> **Selected extract**:

====

How can I fix this warning??

thanks in advance for your replies
 
I red this tutorial before, I tried to repair and force recreate pgs, but nothing changed. the query command shows the following:

# ceph pg 4.27 query
"state": "active+remapped",
"snap_trimq": "[b~1,1d~1]",
"epoch": 304,
"up": [
0,
1
],
"acting": [
0,
1,
2
],
"actingbackfill": [
"0",
"1",
"2"
],
.
.
.
.

"peer": "1",
"pgid": "4.27",
"last_update": "304'3461628",
"last_complete": "296'3456616",

"peer": "2",
"pgid": "4.27",
"last_update": "304'3461628",
"last_complete": "304'3461628",

"recovery_state": [
{
"name": "Started\/Primary\/Active",
"enter_time": "2017-05-18 01:06:32.417795",
"might_have_unfound": [
{
"osd": "1",
"status": "already probed"
},
{
"osd": "2",
"status": "already probed"

====

> **Data records**:

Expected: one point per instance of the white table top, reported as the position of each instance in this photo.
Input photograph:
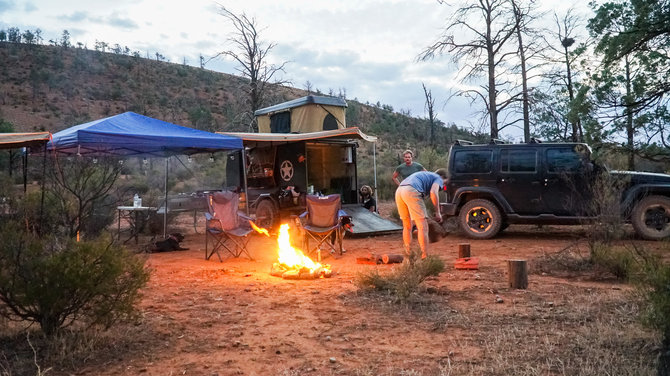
(136, 208)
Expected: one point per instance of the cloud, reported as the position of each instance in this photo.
(6, 6)
(29, 7)
(74, 17)
(122, 22)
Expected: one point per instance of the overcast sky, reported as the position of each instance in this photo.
(366, 47)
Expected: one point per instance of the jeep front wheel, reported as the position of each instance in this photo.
(651, 217)
(480, 219)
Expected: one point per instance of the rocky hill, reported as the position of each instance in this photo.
(53, 87)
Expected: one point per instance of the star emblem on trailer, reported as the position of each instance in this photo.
(286, 170)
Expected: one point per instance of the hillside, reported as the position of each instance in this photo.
(52, 88)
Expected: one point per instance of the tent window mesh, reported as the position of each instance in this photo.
(329, 123)
(280, 123)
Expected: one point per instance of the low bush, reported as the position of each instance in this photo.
(654, 284)
(622, 262)
(402, 281)
(57, 283)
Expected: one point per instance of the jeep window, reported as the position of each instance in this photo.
(518, 160)
(563, 160)
(472, 161)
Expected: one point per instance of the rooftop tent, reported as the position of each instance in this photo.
(303, 115)
(131, 134)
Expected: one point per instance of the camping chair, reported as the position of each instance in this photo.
(228, 228)
(323, 222)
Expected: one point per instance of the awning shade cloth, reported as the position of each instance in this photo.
(352, 133)
(20, 140)
(133, 134)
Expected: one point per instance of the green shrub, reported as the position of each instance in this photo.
(620, 261)
(654, 284)
(402, 281)
(57, 283)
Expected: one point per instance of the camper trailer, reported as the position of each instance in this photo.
(303, 147)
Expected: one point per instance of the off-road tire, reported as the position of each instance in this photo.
(267, 215)
(480, 219)
(651, 217)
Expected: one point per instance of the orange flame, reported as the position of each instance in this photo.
(291, 257)
(258, 229)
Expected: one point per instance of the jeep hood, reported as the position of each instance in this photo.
(642, 177)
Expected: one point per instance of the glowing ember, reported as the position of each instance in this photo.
(258, 229)
(291, 257)
(292, 263)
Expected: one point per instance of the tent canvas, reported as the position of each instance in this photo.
(131, 134)
(303, 115)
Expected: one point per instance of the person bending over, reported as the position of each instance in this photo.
(411, 207)
(407, 168)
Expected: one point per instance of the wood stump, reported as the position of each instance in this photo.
(517, 274)
(392, 259)
(464, 250)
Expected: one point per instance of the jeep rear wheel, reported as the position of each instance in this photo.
(651, 217)
(480, 219)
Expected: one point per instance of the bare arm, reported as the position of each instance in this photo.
(395, 178)
(435, 198)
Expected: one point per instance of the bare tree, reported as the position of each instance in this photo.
(251, 53)
(490, 27)
(522, 17)
(560, 40)
(430, 108)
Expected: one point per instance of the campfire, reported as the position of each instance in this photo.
(292, 263)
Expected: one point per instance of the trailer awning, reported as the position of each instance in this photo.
(344, 134)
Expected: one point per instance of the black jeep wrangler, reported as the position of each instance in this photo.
(494, 185)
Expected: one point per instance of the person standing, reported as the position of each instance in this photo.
(368, 200)
(411, 207)
(407, 168)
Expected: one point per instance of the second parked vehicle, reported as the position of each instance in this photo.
(493, 185)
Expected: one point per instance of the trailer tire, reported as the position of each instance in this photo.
(267, 215)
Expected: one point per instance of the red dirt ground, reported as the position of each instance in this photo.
(233, 318)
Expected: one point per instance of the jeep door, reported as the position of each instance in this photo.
(518, 180)
(566, 186)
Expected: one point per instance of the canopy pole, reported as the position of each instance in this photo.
(25, 171)
(167, 162)
(42, 185)
(244, 178)
(374, 164)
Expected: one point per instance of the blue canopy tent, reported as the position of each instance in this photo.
(131, 134)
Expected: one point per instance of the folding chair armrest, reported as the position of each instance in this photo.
(244, 216)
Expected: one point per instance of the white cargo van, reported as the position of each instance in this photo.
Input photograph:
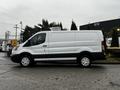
(82, 46)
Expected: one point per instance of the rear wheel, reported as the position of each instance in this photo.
(26, 61)
(84, 61)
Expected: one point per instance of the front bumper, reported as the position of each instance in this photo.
(15, 58)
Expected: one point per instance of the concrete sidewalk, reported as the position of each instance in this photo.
(109, 60)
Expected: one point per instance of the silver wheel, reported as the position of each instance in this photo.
(25, 61)
(85, 61)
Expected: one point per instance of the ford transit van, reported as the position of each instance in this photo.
(82, 46)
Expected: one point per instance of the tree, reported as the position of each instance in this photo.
(73, 26)
(115, 42)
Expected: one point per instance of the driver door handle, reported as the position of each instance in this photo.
(44, 45)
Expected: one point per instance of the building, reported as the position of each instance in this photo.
(105, 26)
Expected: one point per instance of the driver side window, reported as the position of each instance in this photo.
(37, 39)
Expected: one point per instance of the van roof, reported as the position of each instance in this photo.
(72, 31)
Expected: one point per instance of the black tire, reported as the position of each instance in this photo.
(84, 61)
(26, 61)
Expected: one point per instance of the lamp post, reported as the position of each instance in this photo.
(21, 34)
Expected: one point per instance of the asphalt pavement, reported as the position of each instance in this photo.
(58, 76)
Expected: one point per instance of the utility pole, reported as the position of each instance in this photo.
(16, 27)
(21, 34)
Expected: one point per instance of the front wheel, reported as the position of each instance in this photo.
(26, 61)
(84, 61)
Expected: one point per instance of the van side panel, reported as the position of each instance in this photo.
(61, 42)
(88, 41)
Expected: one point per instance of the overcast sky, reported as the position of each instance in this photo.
(31, 12)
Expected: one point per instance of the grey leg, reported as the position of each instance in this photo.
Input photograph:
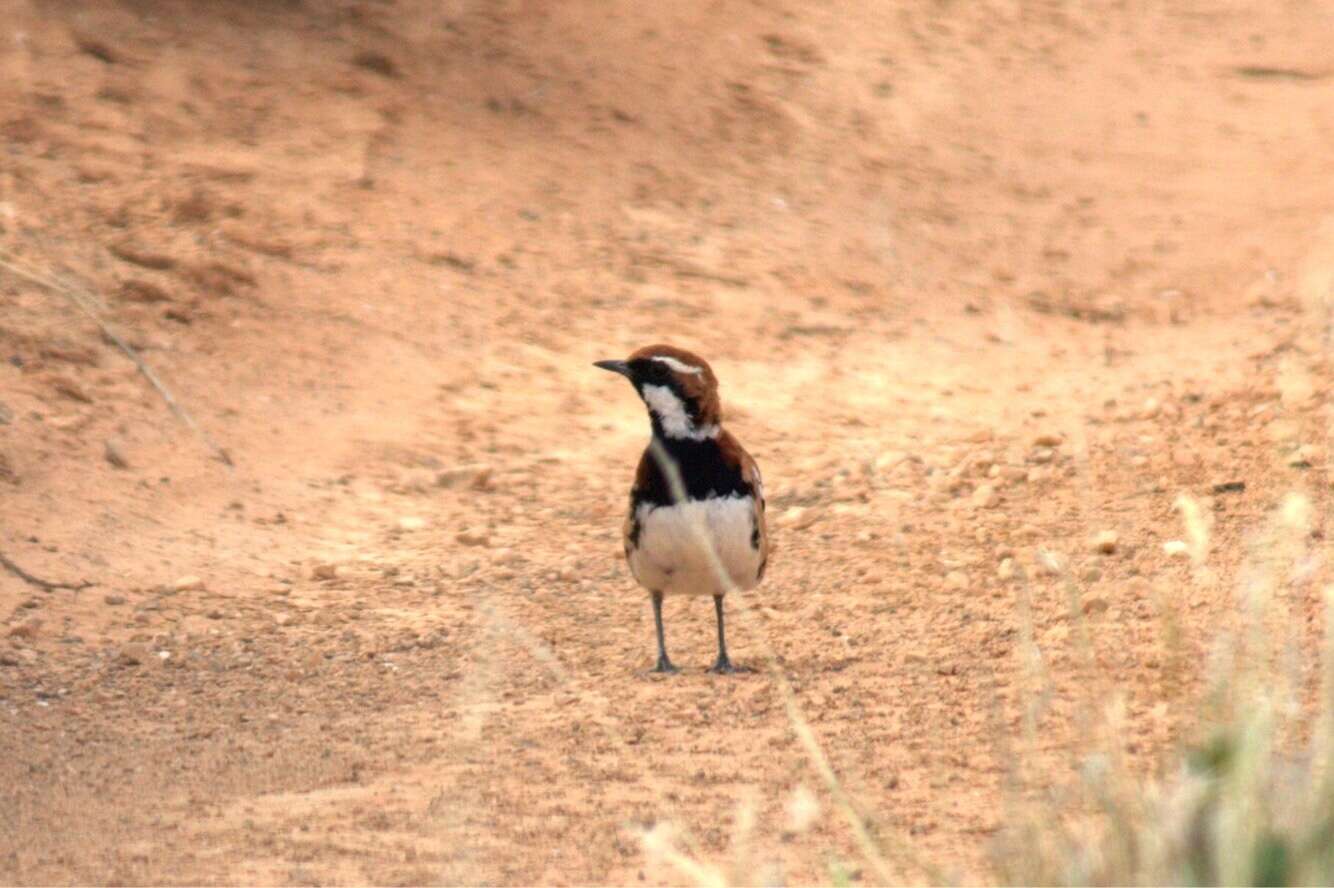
(663, 663)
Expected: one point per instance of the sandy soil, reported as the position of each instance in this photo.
(979, 279)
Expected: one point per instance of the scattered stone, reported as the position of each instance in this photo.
(472, 538)
(474, 476)
(985, 496)
(1095, 604)
(70, 388)
(188, 583)
(115, 452)
(1306, 456)
(1051, 563)
(143, 291)
(132, 655)
(1282, 431)
(1185, 458)
(324, 572)
(26, 630)
(416, 480)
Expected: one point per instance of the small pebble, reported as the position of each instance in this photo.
(985, 496)
(1106, 542)
(1305, 456)
(472, 538)
(115, 452)
(1095, 604)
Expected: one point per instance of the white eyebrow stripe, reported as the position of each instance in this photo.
(671, 414)
(681, 367)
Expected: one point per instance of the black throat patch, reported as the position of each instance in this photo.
(703, 471)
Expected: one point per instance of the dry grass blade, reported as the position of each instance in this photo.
(867, 838)
(86, 304)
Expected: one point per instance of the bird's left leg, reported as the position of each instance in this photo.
(723, 666)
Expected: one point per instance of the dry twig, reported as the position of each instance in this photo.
(86, 303)
(48, 586)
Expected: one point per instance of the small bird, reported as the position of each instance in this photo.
(695, 490)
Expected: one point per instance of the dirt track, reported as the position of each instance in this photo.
(979, 280)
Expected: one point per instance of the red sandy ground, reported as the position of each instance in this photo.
(979, 279)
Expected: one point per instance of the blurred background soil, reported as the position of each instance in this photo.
(981, 280)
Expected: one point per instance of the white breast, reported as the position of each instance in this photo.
(670, 556)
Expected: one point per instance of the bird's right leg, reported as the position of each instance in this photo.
(663, 663)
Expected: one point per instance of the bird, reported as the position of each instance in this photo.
(697, 494)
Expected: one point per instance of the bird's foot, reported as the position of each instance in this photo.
(725, 667)
(666, 667)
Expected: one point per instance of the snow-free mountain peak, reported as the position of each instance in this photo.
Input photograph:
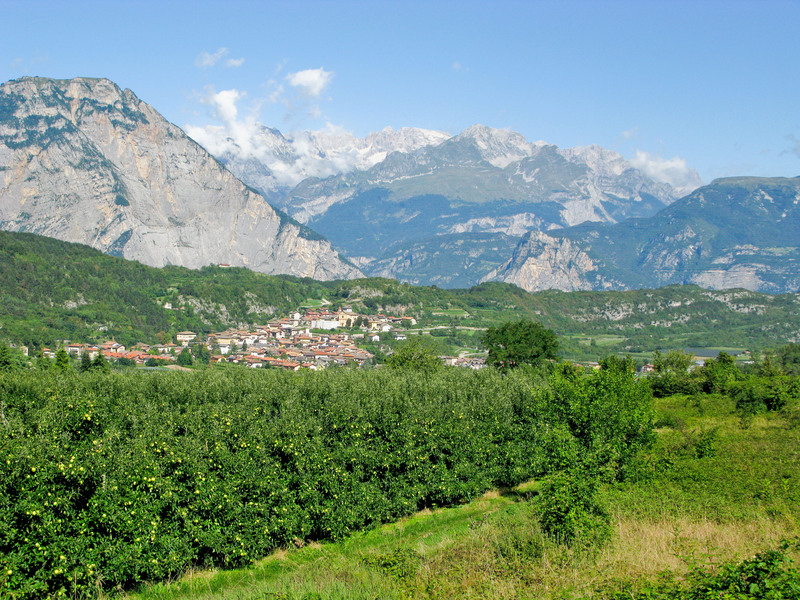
(83, 161)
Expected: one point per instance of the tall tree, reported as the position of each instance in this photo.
(523, 342)
(63, 362)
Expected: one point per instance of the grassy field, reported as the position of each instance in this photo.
(715, 488)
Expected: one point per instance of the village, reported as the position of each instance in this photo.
(311, 340)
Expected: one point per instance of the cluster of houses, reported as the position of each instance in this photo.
(295, 342)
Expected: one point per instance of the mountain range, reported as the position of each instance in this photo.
(82, 160)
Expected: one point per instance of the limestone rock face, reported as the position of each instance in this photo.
(543, 262)
(83, 161)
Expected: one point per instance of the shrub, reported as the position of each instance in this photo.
(569, 511)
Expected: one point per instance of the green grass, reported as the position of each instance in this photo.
(714, 488)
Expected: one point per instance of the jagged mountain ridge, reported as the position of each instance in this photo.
(738, 232)
(482, 181)
(274, 163)
(82, 160)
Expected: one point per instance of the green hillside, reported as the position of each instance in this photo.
(52, 290)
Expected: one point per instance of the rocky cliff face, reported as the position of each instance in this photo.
(543, 262)
(741, 232)
(83, 161)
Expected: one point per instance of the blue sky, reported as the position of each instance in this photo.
(709, 85)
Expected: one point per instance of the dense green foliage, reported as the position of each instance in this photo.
(518, 343)
(111, 479)
(51, 290)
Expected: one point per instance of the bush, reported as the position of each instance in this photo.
(569, 512)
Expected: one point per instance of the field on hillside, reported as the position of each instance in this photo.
(713, 493)
(51, 291)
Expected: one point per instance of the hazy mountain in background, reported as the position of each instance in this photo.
(738, 232)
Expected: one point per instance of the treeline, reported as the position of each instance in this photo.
(770, 384)
(52, 290)
(110, 479)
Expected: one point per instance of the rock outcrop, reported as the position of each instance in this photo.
(83, 161)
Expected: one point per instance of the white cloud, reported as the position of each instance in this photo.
(631, 133)
(224, 104)
(205, 60)
(673, 171)
(795, 146)
(311, 82)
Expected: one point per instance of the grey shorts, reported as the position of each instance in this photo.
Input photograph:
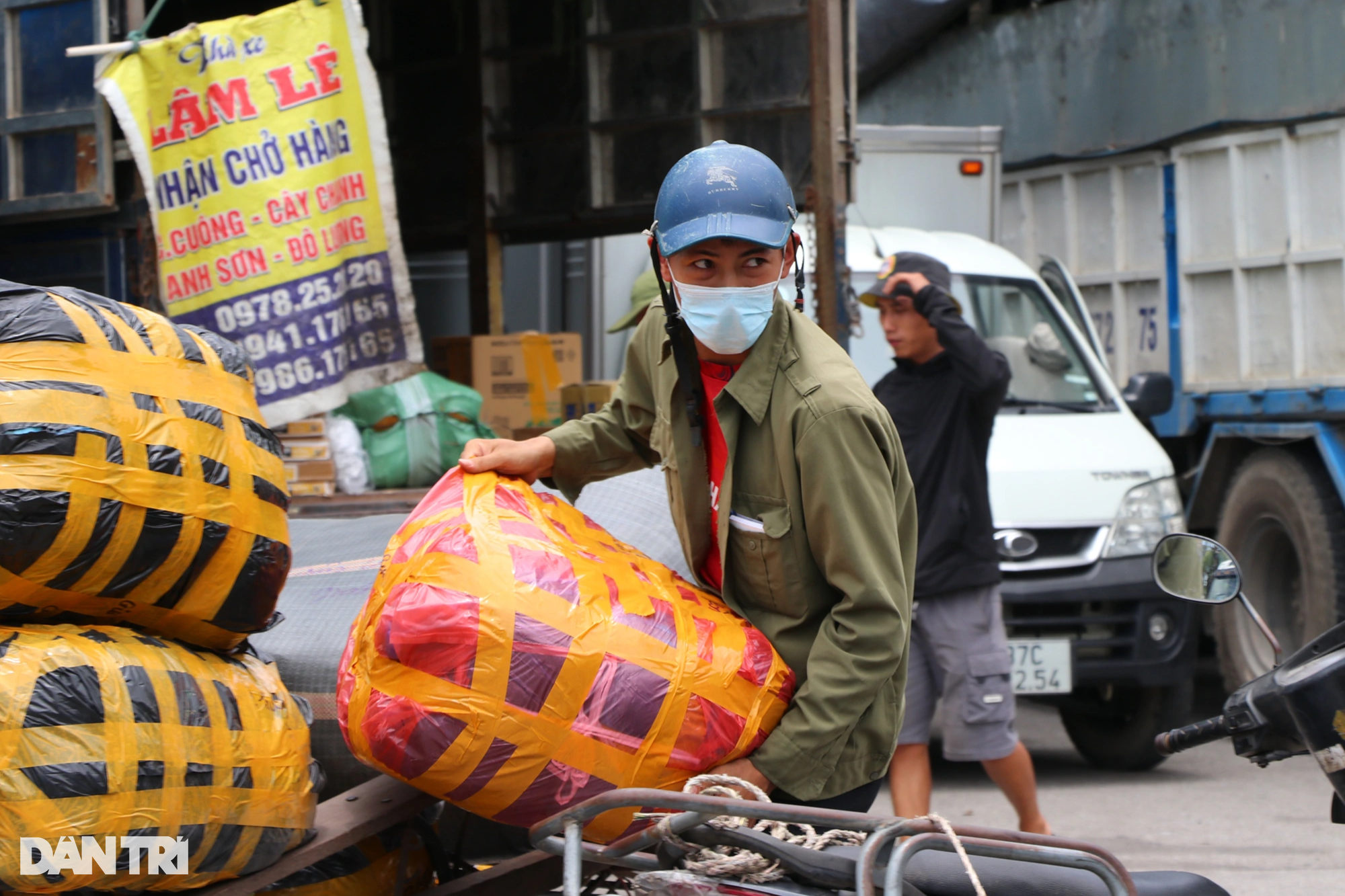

====

> **Your instructions**:
In the Ceph forum post:
(a) What state does the query report for pg 4.27?
(b) Which OSDs are listed under "acting"?
(c) What "last_complete" value is shown for peer 1?
You won't need the data records for this.

> **Exercise solution**:
(a) active+remapped
(b) 0, 1 and 2
(c) 296'3456616